■ YOUR TASK:
Every line of the records below from the line with "Query: grazing brown cow" up to and including the line with "compact form (76,20)." must be reproduced exactly, and no line outside that range.

Source data
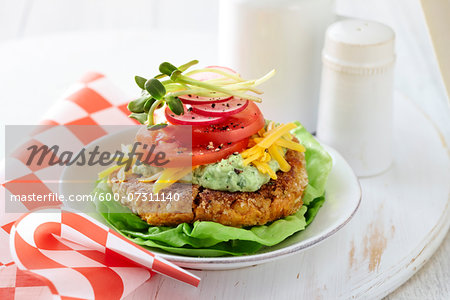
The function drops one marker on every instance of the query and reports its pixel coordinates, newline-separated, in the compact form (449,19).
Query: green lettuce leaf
(211,239)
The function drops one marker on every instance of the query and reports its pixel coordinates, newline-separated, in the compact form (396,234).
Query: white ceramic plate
(343,195)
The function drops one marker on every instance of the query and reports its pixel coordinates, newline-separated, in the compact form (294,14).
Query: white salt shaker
(355,109)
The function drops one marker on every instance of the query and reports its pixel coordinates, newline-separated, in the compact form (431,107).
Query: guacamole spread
(226,175)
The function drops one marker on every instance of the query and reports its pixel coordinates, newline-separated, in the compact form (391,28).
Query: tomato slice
(236,127)
(174,143)
(191,118)
(228,108)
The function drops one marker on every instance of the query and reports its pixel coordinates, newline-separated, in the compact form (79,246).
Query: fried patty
(274,200)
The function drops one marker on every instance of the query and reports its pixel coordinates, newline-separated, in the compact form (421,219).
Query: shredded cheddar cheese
(268,144)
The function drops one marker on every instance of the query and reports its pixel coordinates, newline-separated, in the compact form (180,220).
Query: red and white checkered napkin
(60,253)
(66,247)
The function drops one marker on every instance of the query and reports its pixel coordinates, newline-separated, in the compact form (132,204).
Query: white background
(417,74)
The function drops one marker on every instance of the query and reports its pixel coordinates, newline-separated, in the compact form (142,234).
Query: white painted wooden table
(397,229)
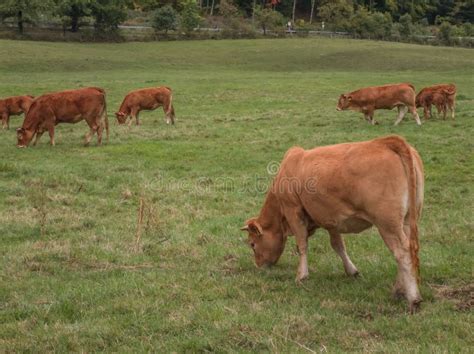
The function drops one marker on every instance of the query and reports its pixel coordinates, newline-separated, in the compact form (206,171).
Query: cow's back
(341,179)
(386,96)
(68,106)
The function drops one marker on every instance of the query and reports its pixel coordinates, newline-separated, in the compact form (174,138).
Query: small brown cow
(147,99)
(345,188)
(442,96)
(14,106)
(367,100)
(69,106)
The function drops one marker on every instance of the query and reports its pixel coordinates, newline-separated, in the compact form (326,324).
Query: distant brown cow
(345,188)
(69,106)
(14,106)
(442,96)
(367,100)
(147,99)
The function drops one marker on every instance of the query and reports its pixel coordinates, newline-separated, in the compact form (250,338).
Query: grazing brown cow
(147,99)
(70,106)
(14,106)
(345,188)
(442,96)
(367,100)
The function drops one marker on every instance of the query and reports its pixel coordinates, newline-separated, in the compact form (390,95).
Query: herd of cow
(45,112)
(71,106)
(343,188)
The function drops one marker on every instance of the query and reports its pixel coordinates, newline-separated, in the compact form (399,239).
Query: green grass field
(73,277)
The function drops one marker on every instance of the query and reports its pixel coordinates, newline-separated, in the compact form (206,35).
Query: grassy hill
(73,277)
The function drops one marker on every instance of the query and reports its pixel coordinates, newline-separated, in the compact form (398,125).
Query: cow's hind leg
(300,231)
(100,129)
(137,119)
(339,247)
(397,241)
(402,110)
(413,111)
(90,134)
(51,135)
(5,121)
(37,137)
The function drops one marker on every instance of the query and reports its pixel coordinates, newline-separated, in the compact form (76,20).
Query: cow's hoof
(415,306)
(354,274)
(398,294)
(301,277)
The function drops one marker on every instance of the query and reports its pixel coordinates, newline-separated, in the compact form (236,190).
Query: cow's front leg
(302,243)
(426,112)
(402,110)
(337,244)
(51,135)
(90,134)
(137,120)
(300,231)
(37,137)
(5,121)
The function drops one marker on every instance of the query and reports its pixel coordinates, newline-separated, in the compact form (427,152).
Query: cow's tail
(399,145)
(170,109)
(105,118)
(451,90)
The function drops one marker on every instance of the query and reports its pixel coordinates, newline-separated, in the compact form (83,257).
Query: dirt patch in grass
(463,295)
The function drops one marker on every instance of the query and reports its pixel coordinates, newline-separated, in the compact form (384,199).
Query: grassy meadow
(74,277)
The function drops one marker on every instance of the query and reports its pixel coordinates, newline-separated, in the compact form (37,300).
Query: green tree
(165,19)
(74,10)
(268,18)
(337,14)
(108,14)
(464,11)
(23,11)
(367,24)
(445,33)
(189,16)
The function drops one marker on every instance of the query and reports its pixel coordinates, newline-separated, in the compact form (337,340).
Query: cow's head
(24,137)
(267,246)
(344,102)
(121,117)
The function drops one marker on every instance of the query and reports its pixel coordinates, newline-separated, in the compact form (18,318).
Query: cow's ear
(253,227)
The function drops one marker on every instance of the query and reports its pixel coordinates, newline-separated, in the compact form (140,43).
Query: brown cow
(69,106)
(345,188)
(367,100)
(147,99)
(14,106)
(442,96)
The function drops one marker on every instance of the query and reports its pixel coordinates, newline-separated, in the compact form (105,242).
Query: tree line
(379,19)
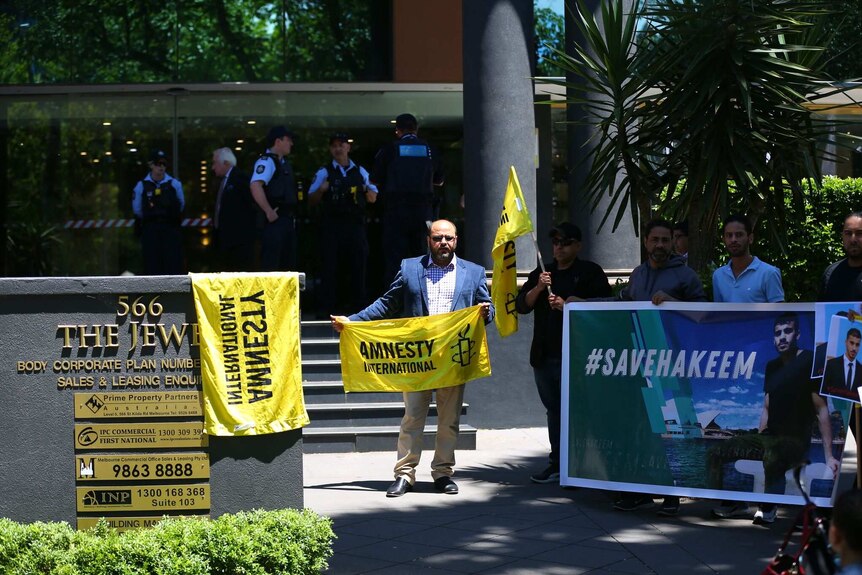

■ TASK RESPONSE:
Query: grazing brown cow
(147,99)
(70,106)
(14,106)
(345,188)
(442,96)
(367,100)
The function drops one marker on every instance of the query and reports its pixel coordinates, newline-separated, in the compact form (390,95).
Query: herd of cow
(45,112)
(71,106)
(343,188)
The function drops one marker on every instance of the query and reports its pixel coordinates, newline-separated, in the compact form (399,239).
Query: green grass field
(73,277)
The function drops one marker on every instance of the query and reports its pixel coordinates, newline-separated, in the compact form (206,35).
Query: grassy hill
(73,277)
The function drops one marker on every instance of the query and reports its pixel coordinates, newline-separated, in the compact form (398,125).
Query: cow's hind leg
(300,231)
(100,129)
(137,119)
(339,247)
(397,241)
(402,110)
(413,111)
(90,134)
(51,135)
(5,121)
(37,137)
The function drops one marker on every instance of the query and reports its pixel coordinates, newline-separated, in the compact form (76,20).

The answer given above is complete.